Instruction 1
State how many lines of the records contain the string "front". Case counts. Give only the number.

Document excerpt start

This week we as a cohort were faced with solving an open ended problem and many people faced the same challenge as our students: how do we solve problems when we don’t know what the “right” answer is? Many of our group truly struggled with the lack of structure of it all, how are we supposed to solve a problem without a clear view of what the procedure is or even a full understanding of the problem? It was an interesting endeavor to see a group of outstanding educators become frustrated trying to deal with such an open ended problem. If anything watching the confusion and frustration around the room made me more sure that this is exactly what my students need. Life is an open ended problem and our students need to be exposed to this situation. They need to grapple with an idea and try out many solutions. They need to experience failure enough times to learn that failure is only a starting point and that nothing in life actually has only one answer.

The engineering design process teaches students all of this and I am now prepared to help my students understand what an open ended problem is and how to approach one, I’m raising expectations this year on student problem solving and with that raising the support and time I provide them to really approach an open ended problem in a way that models real world engineering processes. I want my students to approach problems creatively with a growth mindset and I want them to be gritty in their approach to solving whatever they come up against (if you haven’t seen this TED Talk on grit, watch it!). Here comes my engineering classroom!

1 thought on “Engineering in the Classroom

  1. Nate

    Great post! Keeping students interested in STEM fields (or, you know….life) has a lot to do with showing them that curiosity and questioning are key to the process – and that no one person or group knows all the answers. I think that current school climates push that teachers know and students learn. The design process levels the field – both are problem solves together.

Document excerpt end
Task input start

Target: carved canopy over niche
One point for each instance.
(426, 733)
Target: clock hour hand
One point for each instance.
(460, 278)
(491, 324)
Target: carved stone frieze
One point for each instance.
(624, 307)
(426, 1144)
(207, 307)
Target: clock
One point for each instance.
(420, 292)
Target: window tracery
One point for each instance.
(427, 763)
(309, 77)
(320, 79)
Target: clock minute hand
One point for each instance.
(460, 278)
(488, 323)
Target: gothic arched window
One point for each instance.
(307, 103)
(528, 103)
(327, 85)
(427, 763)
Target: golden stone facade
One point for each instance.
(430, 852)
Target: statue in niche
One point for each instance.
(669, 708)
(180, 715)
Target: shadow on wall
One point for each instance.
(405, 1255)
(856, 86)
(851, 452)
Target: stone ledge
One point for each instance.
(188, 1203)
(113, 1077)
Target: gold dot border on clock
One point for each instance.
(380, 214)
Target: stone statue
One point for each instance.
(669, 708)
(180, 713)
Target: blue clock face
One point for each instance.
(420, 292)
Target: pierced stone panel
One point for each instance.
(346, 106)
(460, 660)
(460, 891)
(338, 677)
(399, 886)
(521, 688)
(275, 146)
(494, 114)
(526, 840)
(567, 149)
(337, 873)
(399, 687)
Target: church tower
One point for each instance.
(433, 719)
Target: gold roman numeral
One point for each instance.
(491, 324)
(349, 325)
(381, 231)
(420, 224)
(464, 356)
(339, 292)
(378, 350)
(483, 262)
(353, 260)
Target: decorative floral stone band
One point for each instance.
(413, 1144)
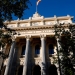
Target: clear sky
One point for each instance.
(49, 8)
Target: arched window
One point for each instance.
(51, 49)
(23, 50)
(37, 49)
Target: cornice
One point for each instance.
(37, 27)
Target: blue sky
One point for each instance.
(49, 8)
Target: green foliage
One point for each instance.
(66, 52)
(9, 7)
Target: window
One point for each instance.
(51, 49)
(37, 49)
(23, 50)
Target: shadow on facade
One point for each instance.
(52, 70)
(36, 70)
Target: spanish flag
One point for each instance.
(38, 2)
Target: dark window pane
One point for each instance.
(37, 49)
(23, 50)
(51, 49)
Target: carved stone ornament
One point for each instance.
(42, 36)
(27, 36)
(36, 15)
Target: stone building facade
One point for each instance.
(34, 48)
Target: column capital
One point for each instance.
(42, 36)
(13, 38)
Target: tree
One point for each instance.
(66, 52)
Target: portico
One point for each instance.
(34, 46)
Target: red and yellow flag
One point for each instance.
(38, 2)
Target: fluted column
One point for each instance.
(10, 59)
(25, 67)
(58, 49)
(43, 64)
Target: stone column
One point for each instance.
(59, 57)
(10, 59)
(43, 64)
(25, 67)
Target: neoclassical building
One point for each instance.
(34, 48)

Task input end
Task input start

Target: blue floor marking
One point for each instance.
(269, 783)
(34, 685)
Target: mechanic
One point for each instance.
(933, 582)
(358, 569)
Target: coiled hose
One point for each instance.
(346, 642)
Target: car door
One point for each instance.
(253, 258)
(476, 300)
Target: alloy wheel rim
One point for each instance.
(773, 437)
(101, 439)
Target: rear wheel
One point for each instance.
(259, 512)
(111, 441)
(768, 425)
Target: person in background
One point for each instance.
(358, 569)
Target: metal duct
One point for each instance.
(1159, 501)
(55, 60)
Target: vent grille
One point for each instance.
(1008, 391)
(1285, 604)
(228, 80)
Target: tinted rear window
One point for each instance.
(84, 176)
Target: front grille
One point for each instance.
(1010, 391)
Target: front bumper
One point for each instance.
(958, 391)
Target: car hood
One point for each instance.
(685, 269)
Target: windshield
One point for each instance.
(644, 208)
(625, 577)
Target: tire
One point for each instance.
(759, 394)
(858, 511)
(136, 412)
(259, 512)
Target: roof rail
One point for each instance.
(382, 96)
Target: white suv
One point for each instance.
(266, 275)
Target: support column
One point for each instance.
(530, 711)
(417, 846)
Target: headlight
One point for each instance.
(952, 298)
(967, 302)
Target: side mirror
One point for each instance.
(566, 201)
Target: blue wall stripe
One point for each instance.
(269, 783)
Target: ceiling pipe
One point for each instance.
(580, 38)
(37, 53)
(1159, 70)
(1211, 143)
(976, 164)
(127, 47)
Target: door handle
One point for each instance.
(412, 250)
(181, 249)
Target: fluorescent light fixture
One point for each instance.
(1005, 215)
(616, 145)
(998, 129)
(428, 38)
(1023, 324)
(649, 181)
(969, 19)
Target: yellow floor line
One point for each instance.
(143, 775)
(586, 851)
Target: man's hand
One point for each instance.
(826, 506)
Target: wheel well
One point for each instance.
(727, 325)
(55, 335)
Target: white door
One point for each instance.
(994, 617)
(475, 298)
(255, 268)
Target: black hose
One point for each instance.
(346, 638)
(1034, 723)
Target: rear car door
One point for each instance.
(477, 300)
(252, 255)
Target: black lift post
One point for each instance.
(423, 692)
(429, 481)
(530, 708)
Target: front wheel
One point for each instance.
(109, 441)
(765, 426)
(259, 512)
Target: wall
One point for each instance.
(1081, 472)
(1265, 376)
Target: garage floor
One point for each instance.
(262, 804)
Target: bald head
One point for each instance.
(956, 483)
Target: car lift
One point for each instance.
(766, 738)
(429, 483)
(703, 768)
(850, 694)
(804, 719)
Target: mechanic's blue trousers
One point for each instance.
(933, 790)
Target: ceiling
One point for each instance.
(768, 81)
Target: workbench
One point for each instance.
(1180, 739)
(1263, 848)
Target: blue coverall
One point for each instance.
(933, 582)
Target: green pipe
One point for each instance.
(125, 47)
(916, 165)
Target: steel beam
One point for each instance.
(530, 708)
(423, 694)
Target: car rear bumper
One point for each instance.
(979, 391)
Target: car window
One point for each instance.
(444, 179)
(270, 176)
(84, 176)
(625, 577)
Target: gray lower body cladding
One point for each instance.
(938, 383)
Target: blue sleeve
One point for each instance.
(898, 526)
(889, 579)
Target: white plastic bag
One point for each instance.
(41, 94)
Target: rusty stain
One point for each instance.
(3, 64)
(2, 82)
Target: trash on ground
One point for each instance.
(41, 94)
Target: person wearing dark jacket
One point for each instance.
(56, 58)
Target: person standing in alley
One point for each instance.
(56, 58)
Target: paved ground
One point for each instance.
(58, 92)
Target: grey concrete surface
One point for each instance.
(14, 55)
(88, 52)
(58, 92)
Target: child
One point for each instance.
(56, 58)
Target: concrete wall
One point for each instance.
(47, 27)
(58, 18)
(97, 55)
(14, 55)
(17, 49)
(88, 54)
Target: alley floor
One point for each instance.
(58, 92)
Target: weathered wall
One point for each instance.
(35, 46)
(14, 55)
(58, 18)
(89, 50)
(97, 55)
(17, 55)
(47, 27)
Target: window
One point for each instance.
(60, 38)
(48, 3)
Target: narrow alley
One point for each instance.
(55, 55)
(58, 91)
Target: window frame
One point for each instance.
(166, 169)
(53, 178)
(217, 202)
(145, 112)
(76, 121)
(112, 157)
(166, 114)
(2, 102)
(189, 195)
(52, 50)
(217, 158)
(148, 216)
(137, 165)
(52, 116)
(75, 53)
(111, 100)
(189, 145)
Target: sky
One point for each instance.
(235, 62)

Task input end
Task input start

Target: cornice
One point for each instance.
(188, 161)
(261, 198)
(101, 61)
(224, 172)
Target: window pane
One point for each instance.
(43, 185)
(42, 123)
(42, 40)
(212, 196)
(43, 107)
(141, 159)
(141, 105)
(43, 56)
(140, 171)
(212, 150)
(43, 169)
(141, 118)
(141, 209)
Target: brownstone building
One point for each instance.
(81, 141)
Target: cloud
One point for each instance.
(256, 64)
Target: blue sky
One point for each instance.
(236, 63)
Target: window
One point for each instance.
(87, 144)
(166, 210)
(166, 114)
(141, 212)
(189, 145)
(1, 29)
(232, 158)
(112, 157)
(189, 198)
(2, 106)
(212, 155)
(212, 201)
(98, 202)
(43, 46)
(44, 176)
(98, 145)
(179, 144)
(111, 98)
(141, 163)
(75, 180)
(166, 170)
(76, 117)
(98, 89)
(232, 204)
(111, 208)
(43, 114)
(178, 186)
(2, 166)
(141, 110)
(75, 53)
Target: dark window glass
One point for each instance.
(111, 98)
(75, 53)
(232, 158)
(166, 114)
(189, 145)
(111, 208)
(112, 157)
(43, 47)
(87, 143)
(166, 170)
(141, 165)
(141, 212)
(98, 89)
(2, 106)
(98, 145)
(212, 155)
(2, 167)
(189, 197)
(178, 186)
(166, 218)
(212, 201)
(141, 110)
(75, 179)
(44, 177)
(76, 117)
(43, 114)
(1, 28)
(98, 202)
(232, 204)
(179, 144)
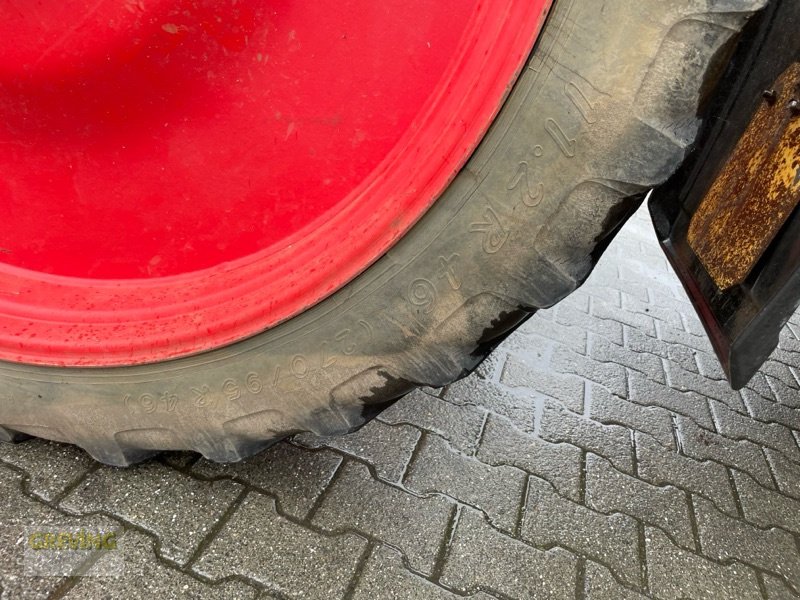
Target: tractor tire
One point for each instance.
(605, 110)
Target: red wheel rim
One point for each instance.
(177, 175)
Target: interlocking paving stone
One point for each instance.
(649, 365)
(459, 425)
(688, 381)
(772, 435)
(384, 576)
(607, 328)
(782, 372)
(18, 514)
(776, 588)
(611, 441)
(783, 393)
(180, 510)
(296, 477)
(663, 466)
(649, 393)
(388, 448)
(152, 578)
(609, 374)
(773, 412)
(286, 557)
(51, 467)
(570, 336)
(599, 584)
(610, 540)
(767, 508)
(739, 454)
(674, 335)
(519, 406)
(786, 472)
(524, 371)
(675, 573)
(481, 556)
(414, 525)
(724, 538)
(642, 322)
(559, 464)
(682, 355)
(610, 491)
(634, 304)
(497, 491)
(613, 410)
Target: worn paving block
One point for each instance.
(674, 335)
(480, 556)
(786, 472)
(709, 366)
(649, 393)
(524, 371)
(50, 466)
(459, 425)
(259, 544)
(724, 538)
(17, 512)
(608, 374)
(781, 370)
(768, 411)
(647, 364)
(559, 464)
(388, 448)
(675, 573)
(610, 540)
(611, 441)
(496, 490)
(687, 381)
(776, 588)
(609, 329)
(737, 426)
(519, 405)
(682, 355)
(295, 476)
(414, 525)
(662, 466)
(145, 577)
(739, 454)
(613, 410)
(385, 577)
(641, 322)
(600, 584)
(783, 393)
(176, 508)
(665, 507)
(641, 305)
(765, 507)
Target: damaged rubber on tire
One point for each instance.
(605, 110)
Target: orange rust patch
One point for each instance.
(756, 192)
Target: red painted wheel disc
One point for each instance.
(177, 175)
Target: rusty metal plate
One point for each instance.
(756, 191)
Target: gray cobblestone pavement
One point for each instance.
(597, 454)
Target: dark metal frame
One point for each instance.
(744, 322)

Task input end

Instruction 2
Answer these questions about the blog post on engineering in the classroom:
(a) What does the writer say life is?
(b) With what kind of mindset does the writer want students to approach problems?
(c) In the comment below the post, what does the commenter say the design process does?

Full answer 1
3

Full answer 2
(a) An open ended problem.
(b) A growth mindset.
(c) It levels the field.